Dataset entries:
▼
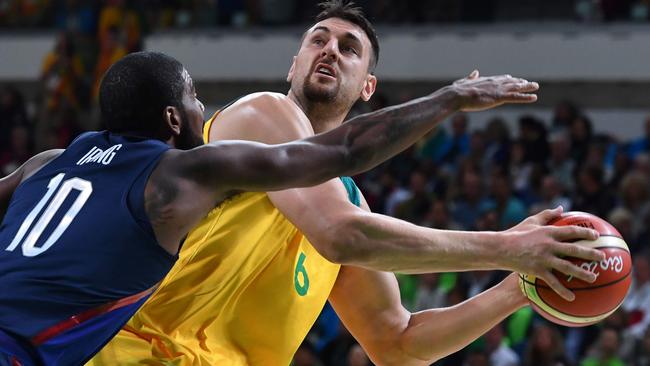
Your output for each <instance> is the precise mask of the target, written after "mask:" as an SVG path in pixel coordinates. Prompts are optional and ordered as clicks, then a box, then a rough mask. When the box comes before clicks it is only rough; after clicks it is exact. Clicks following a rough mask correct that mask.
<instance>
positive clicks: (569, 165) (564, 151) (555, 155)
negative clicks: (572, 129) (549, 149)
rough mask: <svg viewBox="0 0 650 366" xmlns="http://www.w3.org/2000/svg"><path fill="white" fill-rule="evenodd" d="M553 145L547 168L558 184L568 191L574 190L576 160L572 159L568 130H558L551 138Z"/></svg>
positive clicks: (550, 138) (569, 137) (550, 140)
mask: <svg viewBox="0 0 650 366" xmlns="http://www.w3.org/2000/svg"><path fill="white" fill-rule="evenodd" d="M549 142H550V145H551V153H550V157H549V159H548V161H547V163H546V164H547V166H548V168H549V170H550V172H551V174H552V175H553V176H554V177H555V178H556V179H557V181H558V183H559V184H560V185H562V187H564V188H565V189H567V190H569V191H570V190H572V189H573V187H574V185H575V182H574V178H573V175H574V174H573V173H574V169H575V166H576V164H575V160H573V159H572V158H571V140H570V137H569V133H568V132H567V130H564V129H558V130H556V131H554V132H552V133H551V136H550V137H549Z"/></svg>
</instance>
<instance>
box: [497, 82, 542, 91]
mask: <svg viewBox="0 0 650 366" xmlns="http://www.w3.org/2000/svg"><path fill="white" fill-rule="evenodd" d="M505 86H506V87H507V90H508V91H509V92H519V93H529V92H534V91H536V90H539V84H538V83H536V82H534V81H523V82H519V83H512V84H507V85H505Z"/></svg>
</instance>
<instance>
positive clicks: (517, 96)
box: [500, 93, 537, 103]
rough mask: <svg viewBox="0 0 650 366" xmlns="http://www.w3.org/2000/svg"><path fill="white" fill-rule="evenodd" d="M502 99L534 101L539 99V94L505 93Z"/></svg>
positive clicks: (508, 101) (509, 100) (507, 101)
mask: <svg viewBox="0 0 650 366" xmlns="http://www.w3.org/2000/svg"><path fill="white" fill-rule="evenodd" d="M500 100H501V102H503V103H533V102H536V101H537V94H526V93H505V94H504V95H503V97H502V98H500Z"/></svg>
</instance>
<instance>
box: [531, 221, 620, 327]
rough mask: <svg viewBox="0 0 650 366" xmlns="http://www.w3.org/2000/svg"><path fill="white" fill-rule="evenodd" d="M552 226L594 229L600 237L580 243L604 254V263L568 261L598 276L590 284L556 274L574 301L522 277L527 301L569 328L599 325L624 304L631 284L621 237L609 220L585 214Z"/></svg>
mask: <svg viewBox="0 0 650 366" xmlns="http://www.w3.org/2000/svg"><path fill="white" fill-rule="evenodd" d="M551 224H552V225H557V226H565V225H578V226H583V227H588V228H591V229H594V230H596V231H598V232H599V233H600V237H599V238H598V239H597V240H594V241H588V240H583V241H579V242H578V243H580V244H582V245H585V246H589V247H591V248H597V249H600V250H602V251H603V252H605V255H606V257H605V260H603V261H601V262H595V261H594V262H589V261H584V260H581V259H576V258H569V260H570V261H571V262H573V263H575V264H577V265H579V266H581V267H582V268H585V269H587V270H589V271H591V272H593V273H595V274H596V275H597V276H598V277H597V279H596V282H594V283H587V282H584V281H582V280H579V279H577V278H572V277H569V276H567V275H564V274H561V273H559V272H556V271H554V274H555V275H556V276H557V277H558V278H559V279H560V281H561V282H562V284H563V285H564V286H565V287H566V288H568V289H570V290H571V291H573V292H574V294H575V295H576V298H575V300H574V301H566V300H564V299H563V298H562V297H560V295H558V294H557V293H555V292H554V291H553V290H551V288H550V287H549V286H548V285H547V284H546V282H544V280H542V279H540V278H536V277H535V276H530V275H520V276H519V284H520V286H521V288H522V290H523V291H524V293H525V294H526V296H527V297H528V300H529V302H530V304H531V306H532V307H533V309H535V310H536V311H537V312H538V313H539V314H540V315H542V316H543V317H544V318H546V319H548V320H550V321H552V322H554V323H557V324H561V325H565V326H569V327H582V326H586V325H590V324H594V323H597V322H599V321H600V320H602V319H605V318H606V317H608V316H609V315H610V314H612V313H613V312H614V311H615V310H616V309H617V308H618V307H619V306H620V305H621V303H622V302H623V299H624V298H625V295H626V294H627V291H628V289H629V288H630V283H631V282H632V258H631V257H630V250H629V249H628V247H627V244H625V241H624V240H623V238H622V237H621V234H620V233H619V232H618V231H617V230H616V229H615V228H614V227H613V226H612V225H610V224H609V223H608V222H607V221H605V220H603V219H601V218H599V217H597V216H594V215H592V214H589V213H585V212H578V211H573V212H567V213H564V214H563V215H562V217H561V218H560V219H558V220H556V221H554V222H552V223H551Z"/></svg>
▲
TASK INSTRUCTIONS
Copy the listing above line for line, without any changes, and leave out the pictures.

TASK ANSWER
Your output for each <instance> is the precise mask of the target, written after "mask:" as an SVG path in pixel coordinates. Prompts are optional and ordered as clicks, then a box, then a rough mask. When the box comes before clicks it is only rough; after clicks it is exact. Clicks following a rough mask correct that mask.
<instance>
positive clicks: (569, 165) (564, 151) (555, 155)
negative clicks: (572, 129) (549, 149)
rough mask: <svg viewBox="0 0 650 366" xmlns="http://www.w3.org/2000/svg"><path fill="white" fill-rule="evenodd" d="M553 145L547 168L558 184L568 191L574 190L576 160L572 159L568 130H558L551 138Z"/></svg>
positive clicks: (550, 138) (569, 137) (550, 140)
mask: <svg viewBox="0 0 650 366" xmlns="http://www.w3.org/2000/svg"><path fill="white" fill-rule="evenodd" d="M549 142H550V145H551V153H550V157H549V159H548V161H547V163H546V164H547V166H548V168H549V170H550V172H551V174H552V175H553V176H554V177H555V178H556V179H557V181H558V183H559V184H560V185H562V187H564V188H565V189H567V190H569V191H570V190H572V189H573V187H574V185H575V182H574V178H573V175H574V174H573V173H574V169H575V166H576V164H575V160H573V159H572V158H571V140H570V137H569V133H568V132H567V130H564V129H558V130H556V131H554V132H552V133H551V136H550V137H549Z"/></svg>
</instance>
<instance>
box: [497, 82, 542, 91]
mask: <svg viewBox="0 0 650 366" xmlns="http://www.w3.org/2000/svg"><path fill="white" fill-rule="evenodd" d="M505 86H506V87H507V90H508V91H509V92H519V93H529V92H534V91H536V90H539V84H538V83H536V82H534V81H523V82H519V83H512V84H507V85H505Z"/></svg>
</instance>
<instance>
positive clicks: (517, 96)
box: [500, 93, 537, 103]
rough mask: <svg viewBox="0 0 650 366" xmlns="http://www.w3.org/2000/svg"><path fill="white" fill-rule="evenodd" d="M502 99L534 101L539 99V94L505 93Z"/></svg>
positive clicks: (508, 101) (509, 100) (507, 101)
mask: <svg viewBox="0 0 650 366" xmlns="http://www.w3.org/2000/svg"><path fill="white" fill-rule="evenodd" d="M500 100H501V102H503V103H533V102H536V101H537V94H526V93H505V94H504V95H503V97H502V98H500Z"/></svg>
</instance>
<instance>
box: [531, 221, 620, 327]
rough mask: <svg viewBox="0 0 650 366" xmlns="http://www.w3.org/2000/svg"><path fill="white" fill-rule="evenodd" d="M552 226L594 229L600 237L580 243L604 254V263L568 261L598 276L590 284L556 274L574 301L522 277L527 301L569 328L599 325L624 304L631 284L621 237L609 220L585 214Z"/></svg>
mask: <svg viewBox="0 0 650 366" xmlns="http://www.w3.org/2000/svg"><path fill="white" fill-rule="evenodd" d="M551 224H552V225H557V226H565V225H578V226H583V227H588V228H591V229H594V230H596V231H598V232H599V233H600V237H599V238H598V239H597V240H594V241H588V240H583V241H579V242H578V243H580V244H582V245H585V246H589V247H591V248H597V249H600V250H602V251H603V252H605V255H606V257H605V260H603V261H601V262H595V261H594V262H589V261H584V260H581V259H576V258H569V260H570V261H571V262H573V263H575V264H577V265H579V266H581V267H582V268H585V269H587V270H589V271H591V272H593V273H595V274H596V275H597V276H598V277H597V279H596V282H594V283H587V282H584V281H582V280H579V279H577V278H572V277H569V276H567V275H564V274H561V273H559V272H556V271H554V274H555V275H556V276H557V277H558V278H559V279H560V281H561V282H562V284H563V285H564V286H565V287H566V288H568V289H570V290H571V291H573V292H574V294H575V295H576V298H575V300H574V301H566V300H564V299H563V298H562V297H560V295H558V294H557V293H555V292H554V291H553V290H551V288H550V287H549V286H548V285H547V284H546V282H544V280H542V279H540V278H536V277H535V276H530V275H520V276H519V284H520V286H521V288H522V290H523V291H524V293H525V294H526V296H527V297H528V300H529V302H530V304H531V306H532V307H533V309H535V310H536V311H537V312H538V313H539V314H540V315H542V316H543V317H544V318H546V319H548V320H550V321H552V322H554V323H557V324H561V325H565V326H569V327H582V326H586V325H590V324H594V323H597V322H599V321H600V320H602V319H605V318H606V317H608V316H609V315H610V314H612V313H613V312H614V311H615V310H616V309H617V308H618V307H619V306H620V305H621V303H622V302H623V299H624V298H625V295H626V294H627V291H628V289H629V288H630V283H631V282H632V258H631V257H630V250H629V249H628V247H627V244H625V241H624V240H623V238H622V237H621V234H620V233H619V232H618V231H617V230H616V229H615V228H614V227H613V226H612V225H610V224H609V223H608V222H607V221H605V220H603V219H601V218H599V217H597V216H594V215H592V214H589V213H585V212H578V211H573V212H567V213H564V214H563V215H562V217H561V218H560V219H558V220H556V221H554V222H552V223H551Z"/></svg>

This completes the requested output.